» DOCUMENT SECTION:
A master thesis from Aalborg University
Autonomous external pipe crawling robot for offshore inspection
[Autonom external pipe crawling robot til offshore inspektioner]
Author(s)
Term
4. semester
Education
Publication year
2024
Submitted on
2024-05-31
Pages
189 pages
Abstract
Målet med denne rapport er at reducere mængden af hjulspin under offshore missioner med SubC Partner's Crawler. Andre mål for rapporten er at øge mængden af autonomitet af robotten samt at sænke mængden af kompleksitet omkring missionerne. Crawleren blev delvist opgraderet med tre elektriske motorer til at drive den. To LQR-tunede kontrolsystemer blev designet til at følge en referenceposition og hastighed, baseret på gain scheduling. For at reducere mængden af hjulspin blev et hjælpeslipkontrolsystem udviklet, baseret på en sliding mode observer. For at overkomme forhindringer blev et logikkontrolsystem udviklet til at reducere mængden af klemmetryk i Crawleren. Kontrolsystemerne blev afprøvet i forskellige simulationsscenarier på en udviklet ikke-lineær model. Her blev det vist, at de elektriske drev kan levere en fuld rotation på et testrør med en radius på 0,54 m, selv med et hjul, der laver hjulspin. I fysiske tests blev det vist, at de implementerede kontrolsystemer havde svært ved at håndtere den lave hastighedsreference på 0,016 rad/s. Det blev konkluderet, at med en yderligere gearreduktion på 3 kan opnås et lavere hastighedsområde. Dette, sammen med et kontrolscenarie, der gør brug af gain scheduling, kan opnå de kriterier, der er sat af SubC Partner. Samtidig vil den øgede mængde af tilgængelig torque muliggøre reduktionen af antallet af elektriske motorer til to. Mikkel Edling er også med.

» LISTED RECORDS:
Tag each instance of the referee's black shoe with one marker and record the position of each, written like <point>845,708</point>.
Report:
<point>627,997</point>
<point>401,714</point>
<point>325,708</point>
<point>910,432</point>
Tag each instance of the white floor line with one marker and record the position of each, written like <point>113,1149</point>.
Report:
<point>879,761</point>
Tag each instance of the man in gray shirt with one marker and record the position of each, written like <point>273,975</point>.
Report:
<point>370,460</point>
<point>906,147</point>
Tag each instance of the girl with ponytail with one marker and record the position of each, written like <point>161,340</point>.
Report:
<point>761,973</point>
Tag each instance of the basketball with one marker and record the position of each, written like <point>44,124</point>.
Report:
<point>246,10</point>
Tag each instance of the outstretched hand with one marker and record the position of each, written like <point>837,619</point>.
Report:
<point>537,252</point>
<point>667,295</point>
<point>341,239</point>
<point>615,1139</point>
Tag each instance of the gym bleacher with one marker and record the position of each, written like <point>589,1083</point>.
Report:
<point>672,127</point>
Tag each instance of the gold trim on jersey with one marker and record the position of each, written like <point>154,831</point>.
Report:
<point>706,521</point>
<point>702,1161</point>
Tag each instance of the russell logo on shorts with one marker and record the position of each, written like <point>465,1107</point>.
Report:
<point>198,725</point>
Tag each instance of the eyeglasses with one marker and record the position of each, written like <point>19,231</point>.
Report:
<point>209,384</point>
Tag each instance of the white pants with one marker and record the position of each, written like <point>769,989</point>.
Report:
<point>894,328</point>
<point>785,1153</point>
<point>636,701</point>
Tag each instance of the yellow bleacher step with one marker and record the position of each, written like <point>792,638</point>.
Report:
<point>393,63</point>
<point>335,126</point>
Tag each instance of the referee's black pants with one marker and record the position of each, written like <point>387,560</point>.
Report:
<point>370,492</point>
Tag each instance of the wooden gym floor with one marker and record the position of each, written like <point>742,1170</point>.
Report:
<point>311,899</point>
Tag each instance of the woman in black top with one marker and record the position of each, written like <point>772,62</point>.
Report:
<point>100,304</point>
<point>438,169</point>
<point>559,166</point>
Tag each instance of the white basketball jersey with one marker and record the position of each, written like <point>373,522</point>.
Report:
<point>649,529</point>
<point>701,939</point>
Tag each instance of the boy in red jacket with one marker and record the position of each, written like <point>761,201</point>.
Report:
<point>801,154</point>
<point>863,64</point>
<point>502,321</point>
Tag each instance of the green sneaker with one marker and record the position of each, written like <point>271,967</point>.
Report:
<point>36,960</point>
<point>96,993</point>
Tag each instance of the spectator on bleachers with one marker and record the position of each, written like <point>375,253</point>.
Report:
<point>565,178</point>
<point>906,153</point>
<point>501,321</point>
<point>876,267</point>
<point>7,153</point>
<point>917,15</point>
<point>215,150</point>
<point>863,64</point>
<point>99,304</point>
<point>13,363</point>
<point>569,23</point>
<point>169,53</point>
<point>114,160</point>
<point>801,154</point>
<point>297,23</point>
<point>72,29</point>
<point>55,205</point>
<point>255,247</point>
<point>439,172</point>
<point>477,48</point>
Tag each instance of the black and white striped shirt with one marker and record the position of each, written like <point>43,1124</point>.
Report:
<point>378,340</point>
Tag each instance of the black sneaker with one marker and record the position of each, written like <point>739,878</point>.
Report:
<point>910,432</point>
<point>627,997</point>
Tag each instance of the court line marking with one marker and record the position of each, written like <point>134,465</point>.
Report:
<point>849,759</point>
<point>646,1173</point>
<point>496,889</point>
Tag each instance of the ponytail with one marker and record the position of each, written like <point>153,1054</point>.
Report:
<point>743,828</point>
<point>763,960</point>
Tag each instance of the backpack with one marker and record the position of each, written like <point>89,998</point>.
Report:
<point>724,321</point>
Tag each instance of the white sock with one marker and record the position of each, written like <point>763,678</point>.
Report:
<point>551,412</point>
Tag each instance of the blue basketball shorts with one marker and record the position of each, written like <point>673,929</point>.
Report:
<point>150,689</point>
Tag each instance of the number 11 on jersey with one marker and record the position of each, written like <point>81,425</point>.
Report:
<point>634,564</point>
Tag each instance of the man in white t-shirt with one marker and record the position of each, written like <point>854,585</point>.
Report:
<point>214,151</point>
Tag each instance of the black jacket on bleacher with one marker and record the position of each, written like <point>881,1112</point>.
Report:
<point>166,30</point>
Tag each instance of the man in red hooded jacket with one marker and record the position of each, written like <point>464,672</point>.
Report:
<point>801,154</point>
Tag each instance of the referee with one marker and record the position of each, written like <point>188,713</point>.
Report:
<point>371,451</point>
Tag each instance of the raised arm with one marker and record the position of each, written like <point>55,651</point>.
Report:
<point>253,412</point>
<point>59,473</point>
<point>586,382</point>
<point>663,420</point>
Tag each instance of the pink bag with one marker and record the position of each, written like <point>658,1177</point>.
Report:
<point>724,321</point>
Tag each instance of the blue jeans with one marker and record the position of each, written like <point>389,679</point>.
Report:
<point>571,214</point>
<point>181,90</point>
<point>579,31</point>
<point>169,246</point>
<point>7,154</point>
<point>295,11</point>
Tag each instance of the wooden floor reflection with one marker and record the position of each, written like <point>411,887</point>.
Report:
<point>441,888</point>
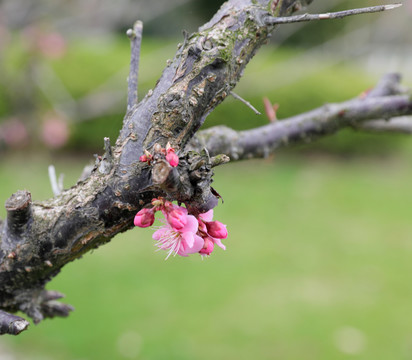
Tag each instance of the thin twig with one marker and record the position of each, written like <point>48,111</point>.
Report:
<point>247,103</point>
<point>334,15</point>
<point>135,36</point>
<point>399,125</point>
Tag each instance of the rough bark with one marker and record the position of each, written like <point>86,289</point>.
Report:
<point>40,237</point>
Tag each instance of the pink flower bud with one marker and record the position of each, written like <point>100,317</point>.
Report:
<point>207,247</point>
<point>177,218</point>
<point>144,218</point>
<point>172,158</point>
<point>216,229</point>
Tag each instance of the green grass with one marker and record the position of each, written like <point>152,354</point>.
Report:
<point>317,263</point>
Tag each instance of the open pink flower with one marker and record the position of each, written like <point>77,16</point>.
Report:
<point>213,230</point>
<point>207,247</point>
<point>172,158</point>
<point>144,218</point>
<point>177,217</point>
<point>179,242</point>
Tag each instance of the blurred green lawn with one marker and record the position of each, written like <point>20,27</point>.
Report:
<point>317,266</point>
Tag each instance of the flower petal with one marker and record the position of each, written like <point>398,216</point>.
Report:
<point>207,216</point>
<point>191,225</point>
<point>188,238</point>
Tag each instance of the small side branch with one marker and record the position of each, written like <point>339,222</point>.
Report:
<point>247,103</point>
<point>399,125</point>
<point>334,15</point>
<point>358,113</point>
<point>18,208</point>
<point>57,186</point>
<point>135,36</point>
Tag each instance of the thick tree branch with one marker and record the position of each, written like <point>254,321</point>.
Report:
<point>135,36</point>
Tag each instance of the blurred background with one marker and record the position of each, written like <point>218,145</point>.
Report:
<point>317,264</point>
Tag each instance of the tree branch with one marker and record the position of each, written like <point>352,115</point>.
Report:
<point>327,16</point>
<point>326,120</point>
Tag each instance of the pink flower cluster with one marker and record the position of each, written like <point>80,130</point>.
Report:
<point>182,234</point>
<point>168,152</point>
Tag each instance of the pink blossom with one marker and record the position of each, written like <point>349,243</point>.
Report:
<point>207,247</point>
<point>177,217</point>
<point>172,158</point>
<point>144,218</point>
<point>180,242</point>
<point>214,230</point>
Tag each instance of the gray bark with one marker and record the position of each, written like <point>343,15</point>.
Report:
<point>39,237</point>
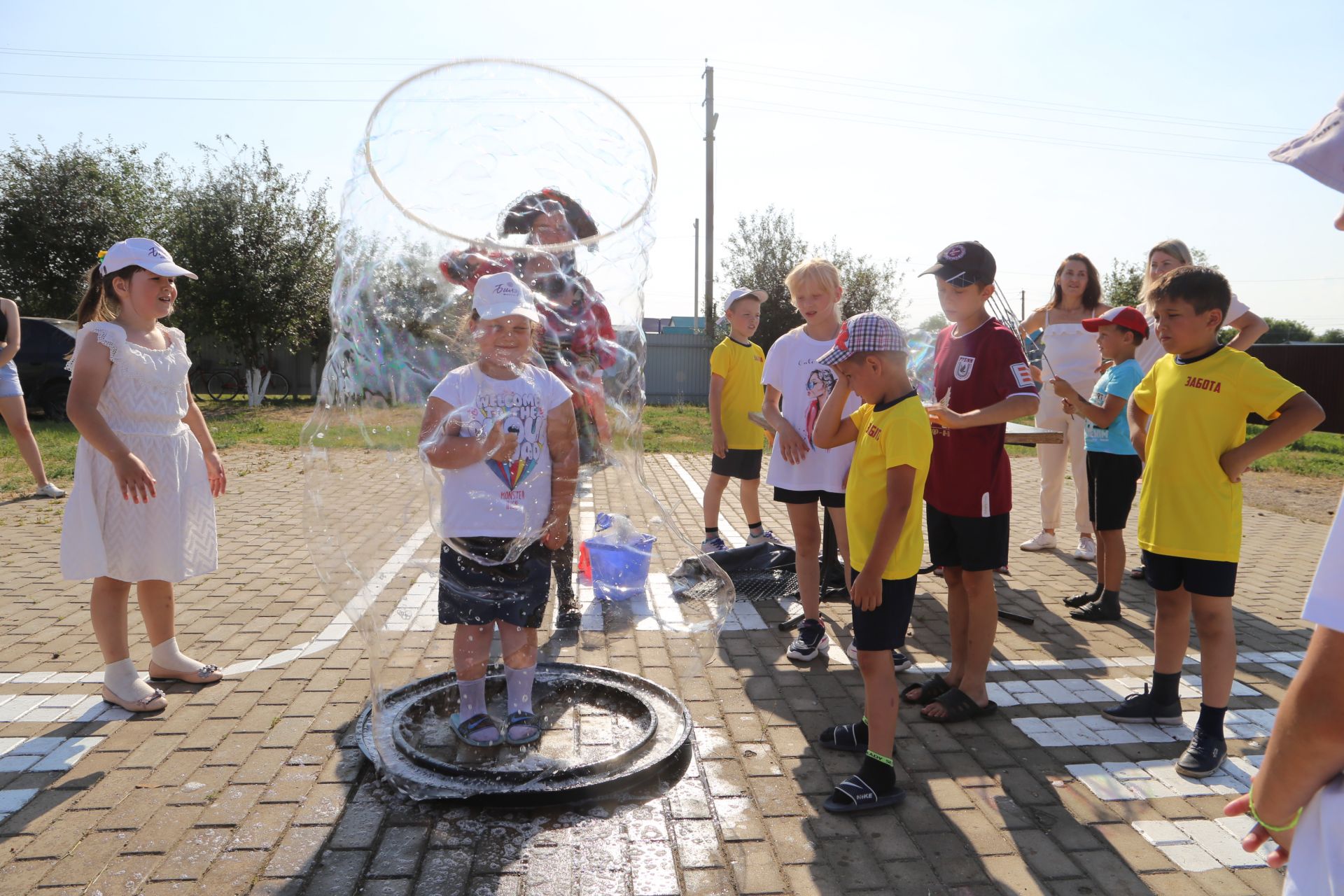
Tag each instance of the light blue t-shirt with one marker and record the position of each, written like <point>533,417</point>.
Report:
<point>1119,381</point>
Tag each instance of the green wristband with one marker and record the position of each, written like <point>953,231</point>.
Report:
<point>1266,825</point>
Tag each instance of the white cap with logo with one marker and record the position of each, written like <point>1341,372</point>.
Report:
<point>143,253</point>
<point>503,295</point>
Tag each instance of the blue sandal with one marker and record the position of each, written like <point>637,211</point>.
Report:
<point>465,729</point>
<point>854,794</point>
<point>522,718</point>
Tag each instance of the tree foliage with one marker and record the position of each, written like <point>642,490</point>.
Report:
<point>766,246</point>
<point>262,248</point>
<point>1287,331</point>
<point>59,209</point>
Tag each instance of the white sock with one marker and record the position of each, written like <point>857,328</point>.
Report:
<point>167,656</point>
<point>124,681</point>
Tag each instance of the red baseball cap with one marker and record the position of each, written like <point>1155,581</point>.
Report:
<point>1130,318</point>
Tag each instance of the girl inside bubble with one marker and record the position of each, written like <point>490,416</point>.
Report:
<point>503,433</point>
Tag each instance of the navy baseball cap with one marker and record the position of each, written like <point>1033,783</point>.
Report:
<point>964,264</point>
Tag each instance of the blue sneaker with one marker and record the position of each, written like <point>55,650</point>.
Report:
<point>710,546</point>
<point>809,644</point>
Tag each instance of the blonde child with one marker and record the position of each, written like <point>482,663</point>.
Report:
<point>802,473</point>
<point>503,433</point>
<point>738,444</point>
<point>141,510</point>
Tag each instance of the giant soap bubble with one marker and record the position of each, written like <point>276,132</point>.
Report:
<point>522,178</point>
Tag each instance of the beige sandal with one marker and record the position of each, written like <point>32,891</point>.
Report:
<point>153,703</point>
<point>206,675</point>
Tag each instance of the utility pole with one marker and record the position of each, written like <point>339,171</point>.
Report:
<point>695,284</point>
<point>710,121</point>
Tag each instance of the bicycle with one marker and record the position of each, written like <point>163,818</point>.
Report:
<point>227,384</point>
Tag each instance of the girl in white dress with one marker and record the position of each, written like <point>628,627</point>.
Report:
<point>147,472</point>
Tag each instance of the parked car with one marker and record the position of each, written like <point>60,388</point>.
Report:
<point>43,348</point>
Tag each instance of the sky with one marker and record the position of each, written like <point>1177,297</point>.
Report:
<point>1038,128</point>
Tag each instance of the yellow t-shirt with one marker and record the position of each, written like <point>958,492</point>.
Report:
<point>894,434</point>
<point>1199,409</point>
<point>741,367</point>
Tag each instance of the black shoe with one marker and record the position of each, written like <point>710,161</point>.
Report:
<point>1096,613</point>
<point>568,612</point>
<point>1082,599</point>
<point>1203,757</point>
<point>1142,707</point>
<point>809,644</point>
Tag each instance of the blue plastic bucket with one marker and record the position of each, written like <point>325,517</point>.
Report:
<point>620,570</point>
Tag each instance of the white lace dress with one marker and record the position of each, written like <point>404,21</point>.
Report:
<point>172,536</point>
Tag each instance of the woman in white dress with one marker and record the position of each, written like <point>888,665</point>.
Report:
<point>11,402</point>
<point>141,510</point>
<point>1073,356</point>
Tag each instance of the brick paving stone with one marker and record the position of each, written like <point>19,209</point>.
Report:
<point>265,761</point>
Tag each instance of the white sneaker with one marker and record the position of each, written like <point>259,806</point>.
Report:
<point>1043,542</point>
<point>766,535</point>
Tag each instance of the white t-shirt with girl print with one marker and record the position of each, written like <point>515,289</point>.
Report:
<point>500,498</point>
<point>790,367</point>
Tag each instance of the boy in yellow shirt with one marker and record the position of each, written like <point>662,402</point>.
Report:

» YOUR OBJECTIVE:
In the thesis page above, condense the abstract paragraph beginning "Målet med denne rapport" into a short bulleted list in English that keeps its main facts.

» RESPONSE TO THE TASK:
- Goals: reduce wheel spin during offshore missions with SubC Partner's Crawler, increase the robot's autonomy, and reduce the complexity of the missions.
- The Crawler was partly upgraded with three electric drive motors.
- Two LQR-tuned control systems based on gain scheduling were designed to track a reference position and velocity.
- An auxiliary slip control system based on a sliding mode observer was developed to reduce wheel spin.
- A logic control system was developed to reduce the Crawler's clamping pressure so it can get past obstacles.
- Simulations on a nonlinear model showed that the electric drives can complete a full rotation on a test pipe with a 0.54 m radius, even with one wheel spinning.
- Physical tests showed that the control systems had difficulty handling the low speed reference of 0.016 rad/s.
- Conclusion: an additional gear reduction of 3 would give a lower speed range. Together with gain-scheduled control, this can meet SubC Partner's criteria. The added torque would also allow the number of electric motors to be reduced to two.